Problem to work on – Everything from the line that contains "Could you point out every instance of the high-rise" through the final line of the records should be written out exactly, and nothing outside that span.

====== Dataset rows

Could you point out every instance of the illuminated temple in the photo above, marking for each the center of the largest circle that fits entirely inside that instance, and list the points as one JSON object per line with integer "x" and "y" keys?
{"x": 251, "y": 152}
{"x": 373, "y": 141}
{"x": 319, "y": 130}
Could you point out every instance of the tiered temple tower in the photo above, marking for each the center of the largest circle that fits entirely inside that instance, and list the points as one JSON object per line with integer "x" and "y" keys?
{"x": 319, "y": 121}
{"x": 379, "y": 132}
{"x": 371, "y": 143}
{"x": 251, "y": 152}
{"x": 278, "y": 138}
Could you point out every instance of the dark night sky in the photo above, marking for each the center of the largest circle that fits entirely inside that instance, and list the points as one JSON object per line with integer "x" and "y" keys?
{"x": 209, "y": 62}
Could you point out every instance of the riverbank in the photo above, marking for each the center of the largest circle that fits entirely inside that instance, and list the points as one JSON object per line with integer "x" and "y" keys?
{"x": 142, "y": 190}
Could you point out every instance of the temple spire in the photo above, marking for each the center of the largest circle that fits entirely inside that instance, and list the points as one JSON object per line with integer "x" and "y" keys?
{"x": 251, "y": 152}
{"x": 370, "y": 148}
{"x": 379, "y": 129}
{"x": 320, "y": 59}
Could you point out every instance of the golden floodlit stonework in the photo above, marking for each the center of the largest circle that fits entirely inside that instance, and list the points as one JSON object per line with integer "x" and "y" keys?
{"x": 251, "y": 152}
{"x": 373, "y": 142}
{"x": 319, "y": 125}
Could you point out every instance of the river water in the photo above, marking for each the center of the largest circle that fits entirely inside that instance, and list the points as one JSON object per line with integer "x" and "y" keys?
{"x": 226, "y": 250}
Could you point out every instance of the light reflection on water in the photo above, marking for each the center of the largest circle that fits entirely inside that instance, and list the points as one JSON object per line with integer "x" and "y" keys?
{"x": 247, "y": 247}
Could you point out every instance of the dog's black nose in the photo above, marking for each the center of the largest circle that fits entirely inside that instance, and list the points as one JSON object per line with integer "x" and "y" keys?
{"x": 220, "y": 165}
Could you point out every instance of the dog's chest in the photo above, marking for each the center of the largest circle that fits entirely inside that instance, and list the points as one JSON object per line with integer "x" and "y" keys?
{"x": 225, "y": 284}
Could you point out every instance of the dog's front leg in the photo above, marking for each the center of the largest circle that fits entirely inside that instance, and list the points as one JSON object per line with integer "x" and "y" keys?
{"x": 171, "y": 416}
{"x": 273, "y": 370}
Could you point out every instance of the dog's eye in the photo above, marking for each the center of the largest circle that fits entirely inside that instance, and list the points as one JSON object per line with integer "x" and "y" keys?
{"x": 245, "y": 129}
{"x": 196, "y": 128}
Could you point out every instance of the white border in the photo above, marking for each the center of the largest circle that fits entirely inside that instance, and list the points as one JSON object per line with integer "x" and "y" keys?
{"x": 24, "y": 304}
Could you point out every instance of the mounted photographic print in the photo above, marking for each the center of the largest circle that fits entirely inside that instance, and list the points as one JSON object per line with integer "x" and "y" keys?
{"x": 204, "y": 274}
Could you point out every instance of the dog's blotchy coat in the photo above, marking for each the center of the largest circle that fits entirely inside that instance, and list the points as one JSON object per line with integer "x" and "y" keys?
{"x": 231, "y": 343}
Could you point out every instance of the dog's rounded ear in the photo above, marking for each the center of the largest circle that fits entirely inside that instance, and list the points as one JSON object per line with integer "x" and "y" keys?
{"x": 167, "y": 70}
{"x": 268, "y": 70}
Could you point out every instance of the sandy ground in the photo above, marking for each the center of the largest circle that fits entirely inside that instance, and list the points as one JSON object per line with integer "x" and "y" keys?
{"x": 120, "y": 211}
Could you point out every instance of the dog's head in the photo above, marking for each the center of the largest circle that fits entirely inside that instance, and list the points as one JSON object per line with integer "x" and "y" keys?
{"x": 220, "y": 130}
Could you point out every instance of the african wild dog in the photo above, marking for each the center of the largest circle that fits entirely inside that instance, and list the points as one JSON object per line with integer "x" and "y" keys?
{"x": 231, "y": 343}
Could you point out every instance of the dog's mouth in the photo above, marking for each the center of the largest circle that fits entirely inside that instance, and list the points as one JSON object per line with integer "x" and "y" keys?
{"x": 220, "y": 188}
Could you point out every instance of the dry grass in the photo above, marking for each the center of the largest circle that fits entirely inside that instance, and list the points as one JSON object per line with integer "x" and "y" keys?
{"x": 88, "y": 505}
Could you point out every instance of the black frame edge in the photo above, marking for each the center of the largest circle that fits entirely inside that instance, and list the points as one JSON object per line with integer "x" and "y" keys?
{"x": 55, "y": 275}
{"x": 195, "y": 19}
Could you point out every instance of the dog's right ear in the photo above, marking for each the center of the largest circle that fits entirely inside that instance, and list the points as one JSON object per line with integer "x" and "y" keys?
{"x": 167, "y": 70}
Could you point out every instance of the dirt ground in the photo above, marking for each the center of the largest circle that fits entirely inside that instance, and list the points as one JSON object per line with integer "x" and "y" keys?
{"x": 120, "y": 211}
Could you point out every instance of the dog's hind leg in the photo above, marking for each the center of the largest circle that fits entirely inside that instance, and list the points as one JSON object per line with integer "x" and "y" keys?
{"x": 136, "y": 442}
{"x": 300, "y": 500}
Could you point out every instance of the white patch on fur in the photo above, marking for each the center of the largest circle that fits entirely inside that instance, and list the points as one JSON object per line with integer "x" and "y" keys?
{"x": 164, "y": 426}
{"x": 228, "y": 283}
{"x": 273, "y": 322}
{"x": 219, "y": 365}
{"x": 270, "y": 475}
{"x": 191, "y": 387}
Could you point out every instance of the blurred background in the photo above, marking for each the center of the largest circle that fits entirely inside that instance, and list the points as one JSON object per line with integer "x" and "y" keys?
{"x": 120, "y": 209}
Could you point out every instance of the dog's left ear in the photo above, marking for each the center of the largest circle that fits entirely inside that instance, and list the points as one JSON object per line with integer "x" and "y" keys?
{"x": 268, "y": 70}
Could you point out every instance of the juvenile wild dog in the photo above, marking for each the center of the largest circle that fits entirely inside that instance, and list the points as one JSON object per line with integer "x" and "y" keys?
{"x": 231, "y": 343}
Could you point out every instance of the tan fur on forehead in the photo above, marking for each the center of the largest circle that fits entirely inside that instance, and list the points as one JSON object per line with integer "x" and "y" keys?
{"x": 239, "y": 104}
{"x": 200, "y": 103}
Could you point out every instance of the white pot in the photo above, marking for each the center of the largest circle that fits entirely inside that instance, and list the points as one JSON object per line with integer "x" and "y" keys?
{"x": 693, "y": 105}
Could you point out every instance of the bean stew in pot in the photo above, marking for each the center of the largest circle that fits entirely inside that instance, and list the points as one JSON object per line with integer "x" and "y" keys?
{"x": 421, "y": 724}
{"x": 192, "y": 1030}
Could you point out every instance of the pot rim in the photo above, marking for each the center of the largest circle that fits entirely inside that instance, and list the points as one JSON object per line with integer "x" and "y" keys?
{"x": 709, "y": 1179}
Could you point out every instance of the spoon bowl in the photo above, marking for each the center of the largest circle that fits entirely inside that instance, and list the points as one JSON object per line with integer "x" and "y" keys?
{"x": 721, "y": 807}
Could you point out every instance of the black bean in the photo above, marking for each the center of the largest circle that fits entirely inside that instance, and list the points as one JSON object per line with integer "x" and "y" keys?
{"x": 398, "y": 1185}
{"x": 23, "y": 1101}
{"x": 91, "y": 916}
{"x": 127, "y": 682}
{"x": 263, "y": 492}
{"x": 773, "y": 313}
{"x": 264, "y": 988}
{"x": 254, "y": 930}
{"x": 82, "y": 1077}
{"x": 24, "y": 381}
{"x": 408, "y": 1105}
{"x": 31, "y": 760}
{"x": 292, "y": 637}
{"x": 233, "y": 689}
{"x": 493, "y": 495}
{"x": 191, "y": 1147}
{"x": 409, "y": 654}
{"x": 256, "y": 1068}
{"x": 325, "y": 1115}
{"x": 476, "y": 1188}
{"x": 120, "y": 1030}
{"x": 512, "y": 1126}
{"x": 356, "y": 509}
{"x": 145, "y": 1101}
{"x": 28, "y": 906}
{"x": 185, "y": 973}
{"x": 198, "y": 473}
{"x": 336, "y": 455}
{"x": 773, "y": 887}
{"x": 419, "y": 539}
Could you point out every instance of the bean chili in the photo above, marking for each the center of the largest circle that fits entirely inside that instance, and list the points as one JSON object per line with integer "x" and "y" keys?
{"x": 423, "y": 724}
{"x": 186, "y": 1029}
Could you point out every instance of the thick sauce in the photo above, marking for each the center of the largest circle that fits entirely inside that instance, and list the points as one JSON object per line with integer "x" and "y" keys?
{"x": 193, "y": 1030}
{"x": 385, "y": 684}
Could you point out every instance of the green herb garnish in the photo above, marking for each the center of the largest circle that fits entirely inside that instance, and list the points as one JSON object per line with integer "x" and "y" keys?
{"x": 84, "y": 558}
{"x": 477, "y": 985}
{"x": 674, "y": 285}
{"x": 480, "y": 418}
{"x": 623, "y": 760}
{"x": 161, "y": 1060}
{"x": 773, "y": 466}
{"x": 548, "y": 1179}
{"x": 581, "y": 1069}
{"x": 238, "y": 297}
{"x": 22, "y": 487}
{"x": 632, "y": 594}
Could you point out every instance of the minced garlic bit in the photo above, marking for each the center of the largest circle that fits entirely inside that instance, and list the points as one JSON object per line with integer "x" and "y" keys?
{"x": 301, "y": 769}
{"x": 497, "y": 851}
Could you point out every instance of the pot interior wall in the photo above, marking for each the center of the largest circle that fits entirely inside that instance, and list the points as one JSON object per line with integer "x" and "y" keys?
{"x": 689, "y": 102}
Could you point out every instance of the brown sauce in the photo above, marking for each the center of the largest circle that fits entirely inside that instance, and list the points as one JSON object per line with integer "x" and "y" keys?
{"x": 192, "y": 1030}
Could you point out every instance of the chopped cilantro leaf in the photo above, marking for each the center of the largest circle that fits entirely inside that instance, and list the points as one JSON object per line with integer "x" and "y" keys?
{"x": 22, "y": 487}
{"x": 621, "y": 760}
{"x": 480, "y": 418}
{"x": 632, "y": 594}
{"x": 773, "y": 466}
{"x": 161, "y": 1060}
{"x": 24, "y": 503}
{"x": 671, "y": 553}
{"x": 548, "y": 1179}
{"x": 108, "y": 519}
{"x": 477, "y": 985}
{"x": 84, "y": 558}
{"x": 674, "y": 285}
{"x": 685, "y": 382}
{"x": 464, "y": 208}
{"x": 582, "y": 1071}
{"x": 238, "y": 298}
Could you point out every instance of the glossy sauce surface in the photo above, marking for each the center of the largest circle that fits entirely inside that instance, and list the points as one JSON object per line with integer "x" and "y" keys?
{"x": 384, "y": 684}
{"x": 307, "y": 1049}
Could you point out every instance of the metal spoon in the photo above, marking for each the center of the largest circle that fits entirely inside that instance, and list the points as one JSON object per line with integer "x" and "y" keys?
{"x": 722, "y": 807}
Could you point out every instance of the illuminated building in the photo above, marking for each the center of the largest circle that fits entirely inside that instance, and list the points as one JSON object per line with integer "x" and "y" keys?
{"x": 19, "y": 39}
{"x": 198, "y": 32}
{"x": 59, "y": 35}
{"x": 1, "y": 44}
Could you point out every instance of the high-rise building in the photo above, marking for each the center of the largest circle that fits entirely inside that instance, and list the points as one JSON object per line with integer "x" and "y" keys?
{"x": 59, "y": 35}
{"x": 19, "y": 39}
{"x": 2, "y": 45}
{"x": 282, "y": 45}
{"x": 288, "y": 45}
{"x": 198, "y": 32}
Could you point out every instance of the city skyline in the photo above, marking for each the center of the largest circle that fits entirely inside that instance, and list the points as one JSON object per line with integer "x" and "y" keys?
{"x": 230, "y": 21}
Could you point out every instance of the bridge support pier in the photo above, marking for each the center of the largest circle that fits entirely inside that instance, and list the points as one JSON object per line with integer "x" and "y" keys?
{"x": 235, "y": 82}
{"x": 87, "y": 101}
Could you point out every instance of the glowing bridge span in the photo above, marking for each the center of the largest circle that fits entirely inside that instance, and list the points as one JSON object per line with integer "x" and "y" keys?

============

Result of this exercise –
Could you point out every instance of the high-rise building in the photo above, marking for each the center of the largest circle that fits entirely inside that instance, and list the points as one JSON object per line with integer "x" and "y" keys?
{"x": 59, "y": 35}
{"x": 19, "y": 39}
{"x": 2, "y": 45}
{"x": 282, "y": 45}
{"x": 288, "y": 45}
{"x": 198, "y": 32}
Could you point out every instance of the city skyline in the photo above, marking for each the center of the largest circle that fits entirely inside that instance, and list the points as one JSON object per line with integer "x" and "y" keys?
{"x": 230, "y": 21}
Could you point out every instance of the bridge support pier in the photo above, marking for each the center of the largest circle that fits entirely inside that instance, and list the points as one JSON object per line with integer "x" and "y" keys?
{"x": 235, "y": 82}
{"x": 87, "y": 101}
Could you point out every instance of the glowing bridge span in the photo above, marking for each the center of the largest circle that fits entirely inside that instance, and list the points as one JSON object per line with integer "x" and "y" keys?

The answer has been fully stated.